Input records: Begin
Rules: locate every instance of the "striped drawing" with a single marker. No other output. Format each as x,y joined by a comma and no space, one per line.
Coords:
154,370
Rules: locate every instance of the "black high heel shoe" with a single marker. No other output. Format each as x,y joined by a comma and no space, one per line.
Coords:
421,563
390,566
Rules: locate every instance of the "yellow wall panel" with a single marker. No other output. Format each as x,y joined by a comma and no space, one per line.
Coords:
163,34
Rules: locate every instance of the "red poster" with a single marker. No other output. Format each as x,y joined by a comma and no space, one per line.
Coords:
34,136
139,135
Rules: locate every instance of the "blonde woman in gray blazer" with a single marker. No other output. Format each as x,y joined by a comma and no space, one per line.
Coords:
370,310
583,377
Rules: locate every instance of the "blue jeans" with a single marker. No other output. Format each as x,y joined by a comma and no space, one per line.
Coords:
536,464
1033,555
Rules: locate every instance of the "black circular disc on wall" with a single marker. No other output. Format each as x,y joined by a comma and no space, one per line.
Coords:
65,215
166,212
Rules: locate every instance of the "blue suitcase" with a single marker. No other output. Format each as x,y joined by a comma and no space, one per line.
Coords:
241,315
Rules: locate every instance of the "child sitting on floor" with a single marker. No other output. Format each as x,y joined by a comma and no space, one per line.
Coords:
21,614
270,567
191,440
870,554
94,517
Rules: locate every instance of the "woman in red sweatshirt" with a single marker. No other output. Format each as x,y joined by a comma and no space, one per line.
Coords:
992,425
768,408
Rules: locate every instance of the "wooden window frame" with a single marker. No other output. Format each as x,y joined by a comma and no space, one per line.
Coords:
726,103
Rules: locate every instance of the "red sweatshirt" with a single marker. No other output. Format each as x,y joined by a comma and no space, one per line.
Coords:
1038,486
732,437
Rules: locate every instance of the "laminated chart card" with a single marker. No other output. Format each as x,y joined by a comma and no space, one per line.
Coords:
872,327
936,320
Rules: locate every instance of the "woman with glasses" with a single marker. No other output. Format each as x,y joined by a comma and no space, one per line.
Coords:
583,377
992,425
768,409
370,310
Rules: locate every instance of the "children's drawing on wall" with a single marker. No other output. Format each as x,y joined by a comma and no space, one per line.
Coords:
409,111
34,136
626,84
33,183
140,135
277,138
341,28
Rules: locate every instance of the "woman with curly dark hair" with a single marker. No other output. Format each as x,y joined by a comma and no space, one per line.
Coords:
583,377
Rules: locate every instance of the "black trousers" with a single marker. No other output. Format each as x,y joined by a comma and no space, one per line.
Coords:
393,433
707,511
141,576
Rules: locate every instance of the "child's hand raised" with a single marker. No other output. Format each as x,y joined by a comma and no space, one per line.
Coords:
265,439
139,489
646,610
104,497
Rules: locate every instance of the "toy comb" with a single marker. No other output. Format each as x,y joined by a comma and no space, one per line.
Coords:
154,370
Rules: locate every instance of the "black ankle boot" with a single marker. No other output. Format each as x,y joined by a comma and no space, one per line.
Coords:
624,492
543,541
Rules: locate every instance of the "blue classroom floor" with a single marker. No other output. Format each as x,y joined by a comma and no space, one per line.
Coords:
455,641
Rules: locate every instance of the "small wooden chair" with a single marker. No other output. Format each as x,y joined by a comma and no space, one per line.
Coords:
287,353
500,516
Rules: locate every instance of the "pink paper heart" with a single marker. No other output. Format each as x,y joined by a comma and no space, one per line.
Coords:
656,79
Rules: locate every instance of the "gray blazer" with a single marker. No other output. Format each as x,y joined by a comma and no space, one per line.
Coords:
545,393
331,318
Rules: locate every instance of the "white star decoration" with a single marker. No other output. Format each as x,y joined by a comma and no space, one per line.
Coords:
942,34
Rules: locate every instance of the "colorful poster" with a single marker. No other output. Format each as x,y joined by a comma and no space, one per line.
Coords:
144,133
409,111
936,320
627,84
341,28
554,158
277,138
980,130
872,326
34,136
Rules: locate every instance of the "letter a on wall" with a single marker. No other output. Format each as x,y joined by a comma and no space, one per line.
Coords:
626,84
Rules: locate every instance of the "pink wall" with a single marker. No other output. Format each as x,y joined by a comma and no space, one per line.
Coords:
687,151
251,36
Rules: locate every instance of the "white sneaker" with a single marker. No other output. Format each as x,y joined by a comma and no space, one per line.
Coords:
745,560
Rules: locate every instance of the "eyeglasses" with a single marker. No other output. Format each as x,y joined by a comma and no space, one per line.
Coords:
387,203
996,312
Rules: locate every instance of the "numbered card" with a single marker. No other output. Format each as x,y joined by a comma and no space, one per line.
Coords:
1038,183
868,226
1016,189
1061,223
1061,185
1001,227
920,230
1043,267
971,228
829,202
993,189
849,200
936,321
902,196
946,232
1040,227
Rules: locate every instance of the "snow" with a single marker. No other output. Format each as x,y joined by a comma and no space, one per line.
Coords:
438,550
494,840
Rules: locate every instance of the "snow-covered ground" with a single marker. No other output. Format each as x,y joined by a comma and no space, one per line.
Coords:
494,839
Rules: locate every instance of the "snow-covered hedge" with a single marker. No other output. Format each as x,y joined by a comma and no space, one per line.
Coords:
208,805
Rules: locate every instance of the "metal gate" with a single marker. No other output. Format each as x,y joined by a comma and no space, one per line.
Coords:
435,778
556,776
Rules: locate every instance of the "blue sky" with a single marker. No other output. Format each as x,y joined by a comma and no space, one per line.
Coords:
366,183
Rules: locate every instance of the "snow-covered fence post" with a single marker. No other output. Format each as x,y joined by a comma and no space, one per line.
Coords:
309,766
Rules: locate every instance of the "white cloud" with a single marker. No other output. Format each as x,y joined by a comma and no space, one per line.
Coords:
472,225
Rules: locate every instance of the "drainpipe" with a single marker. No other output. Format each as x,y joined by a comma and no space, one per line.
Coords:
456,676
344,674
Input records: End
- What the task asks:
Copy each line of the entries that includes the word "drawing".

- The answer:
Rules: locate every instance of the "striped drawing" with a single marker. No other output. Format each as x,y joined by a comma and no space, one per line.
Rules: locate every instance of the "children's drawing on wall" with a single marker. No other output. Format each as x,y joined by a comma and no space, one per line.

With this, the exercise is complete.